• **Texte fourni**
━━━━━━━━
La sécurité sociale file-t-elle vers la faillite?
La FEB met en garde contre l’explosion des dépenses de la sécurité sociale. Seule une nette amélioration du taux d’emploi, et donc de la proportion de cotisants, pourrait la sauver, affirme l’organisation patronale.
Point d’interrogation ou point d’exclamation ? La FEB a laissé les deux options ouvertes pour le séminaire qu’elle organisait ce jeudi sur le thème de “la faillite de la sécurité sociale ?/ !”. La situation financière de l’institution est en tout cas plus qu’inquiétante. Elle a besoin, pour boucler son exercice 2022, d’une dotation de l’Etat de quatre milliards d’euros. Et les besoins vont aller croissant puisque, d’ici 2027, les dépenses augmenteront plus vite que les recettes (26% contre 20) et propulseront le trou à combler au-delà des dix milliards d’euros.
Cela s’appelle vivre au-dessus de ses moyens. Sauf que certains considèrent que la dotation d’équilibre fait partie des moyens “normaux” de la sécurité sociale et qu’elle permet de répondre à de nouveaux besoins sans alourdir les cotisations sociales. Avec le financement alternatif (part des recettes TVA), cela fait aujourd’hui un tiers des recettes de la sécurité sociale qui n’est pas prélevé directement sur le travail.
“La dotation d’équilibre est un chèque en blanc, elle n’incite pas à penser de manière responsable”, objecte Alice Defauw, conseillère emploi et sécurité sociale à la FEB. La fédération patronale insiste beaucoup sur cet aspect de “responsabilité”, qui se serait, selon elle, dilué dans l’organisation interne de la sécurité sociale. Les recettes étant globalisées, les différents départements bataillent pour en obtenir la plus grande part, pas pour faire des économies dans leur propre budget. “A la fin, plus personne ne se sent responsable des finances, dénonce l’administrateur-délégué de la FEB Pieter Timmermans. De tels mécanismes finissent par détruire la sécurité sociale.”
Le président du comité de gestion de la sécurité sociale, Ferre Wyckmans, ne partage évidemment pas ces critiques. Il met notamment en avant des “coûts de gestion particulièrement bas” de la sécurité sociale.
Les intervenants à ce séminaire furent unanimes : la pérennité de la sécurité sociale passera par une augmentation du nombre de cotisants, en relevant le taux d’emploi (actuellement un peu au-dessus des 71%) jusqu’à 80%. Le gouvernement fédéral s’est fixé cet objectif à l’horizon 2030. “Mais je ne vois pas grand-chose dans le pipe-line pour atteindre cet objectif, constate Jan Denys, expert du marché du travail chez Randstad. Les accords de gouvernement dans les régions ne semblent par ailleurs pas couplés à cet objectif, c’est un peu étrange.” De la formation à la mobilité interrégionale en passant par la prévention des maladies de longue durée (500.000 personnes concernées dans le pays), une bonne partie des mesures susceptibles de doper le taux d’emploi en Belgique dépend en effet au moins partiellement des entités fédérées.
━━━━━━━━
• **Action demandée**
Poursuivez l'article sur les finances de la sécurité sociale au-delà de sa dernière phrase.

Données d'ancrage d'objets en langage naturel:
━━━━━━━━
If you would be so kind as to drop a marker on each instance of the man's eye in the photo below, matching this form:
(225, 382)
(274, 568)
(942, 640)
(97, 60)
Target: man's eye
━━━━━━━━
• **Résultat obtenu**
Il faudra que plus de Belge travaillent et qu’ils travaillent plus longtemps. La durée moyenne des carrières professionnelles et de 34 ans dans notre pays, soit deux années de moins que la moyenne européenne. Mais, surtout, un tiers de ces carrières sont constituées de périodes assimilées (chômage, maladie, invalidité…), pendant lesquelles la personne ne cotise pas. “Nous avons besoin d’une sécurité sociale réellement activante, plaide Marie-Noëlle Vanderhoven, conseillère Sécurité sociale et Pensions à la FEB. Il faut revaloriser le travail. Non seulement parce que c’est le meilleur instrument de financement de la sécurité social mais surtout parce que le travail est un facteur d’intégration et d’épanouissement.”
Cela passe autant par l’éducation que par une meilleure équité dans les prestations sociales. A la FEB, on s’interroge par exemple sur la légitimité de maintenir toutes les différences entre les régimes de pensions et sur le fait que les années de travail effectif ne soient pas mieux valorisées dans le calcul de la pension.
“Les bases de la sécurité sociale belge sont ébranlées, et nous regardons sans bouger”, concluent Pieter Timmermans et Monica De Jonge, Executive manager du Centre de compétence Emploi et Sécurité sociale de la FEB. “Nous dépensons de plus en plus sans réfléchir à qui va payer en bout de course, alors que le coût du vieillissement ne cesse d’augmenter et que l’objectif d’un taux d’emploi de 80% est plus éloigné que jamais. Nous devons de toute urgence rénover notre sécurité sociale, la rendre plus responsabilisante et en extraire les anomalies, sans quoi elle risque la faillite, avec toutes les conséquences catastrophiques que cela comporterait.”